I‐TevI–DNA interaction. (A) Cartoon of the two‐domain structure of I‐TevI with its DNA homing site. (B) Protein–DNA contacts. The sequence of the DNA fragment used in the crystal structure determination with interaction sites as identified from ethylation and methylation protection assays indicated as arrows and circles (open, weak; closed, strong), respectively. Bars below indicate the DNA locations of the three types of protein–DNA contacts in the structure, showing the consistency with the biochemical data. P and H correspond to regions involved in phosphate–backbone and hydrophobic contacts, respectively, while B refers to base‐specific hydrogen‐bonding contacts. IS and CS indicate the insertion and cleavage sites, respectively.

Provided material.
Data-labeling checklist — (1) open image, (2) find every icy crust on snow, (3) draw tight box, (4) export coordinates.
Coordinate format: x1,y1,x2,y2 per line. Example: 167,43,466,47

What you will do.
• 1. Condense the caption's paragraph beginning "I‐TevI–DNA interaction." into a short bulleted list, keeping its main facts.
• 2. In the caption, what do open and closed symbols mean?
• 3. Transcribe the caption from "I‐TevI–DNA interaction. (A)" up to and including "cleavage sites, respectively.".
The lines above are separate material from the caption.

Expected results.
• 1.
- Panel A is a cartoon of the two-domain structure of I‐TevI with its DNA homing site.
- Panel B shows protein–DNA contacts on the sequence of the DNA fragment used to determine the crystal structure.
- Arrows mark interaction sites from ethylation protection assays, and circles mark sites from methylation protection assays. Open circles mean weak and closed circles mean strong.
- Bars below mark where three types of protein–DNA contacts sit in the structure, which agrees with the biochemical data:
  - P: phosphate–backbone contacts
  - H: hydrophobic contacts
  - B: base-specific hydrogen-bonding contacts
- IS and CS mark the insertion and cleavage sites.

• 2. Open means weak and closed means strong.

• 3.
I‐TevI–DNA interaction. (A) Cartoon of the two‐domain structure of I‐TevI with its DNA homing site. (B) Protein–DNA contacts. The sequence of the DNA fragment used in the crystal structure determination with interaction sites as identified from ethylation and methylation protection assays indicated as arrows and circles (open, weak; closed, strong), respectively. Bars below indicate the DNA locations of the three types of protein–DNA contacts in the structure, showing the consistency with the biochemical data. P and H correspond to regions involved in phosphate–backbone and hydrophobic contacts, respectively, while B refers to base‐specific hydrogen‐bonding contacts. IS and CS indicate the insertion and cleavage sites, respectively.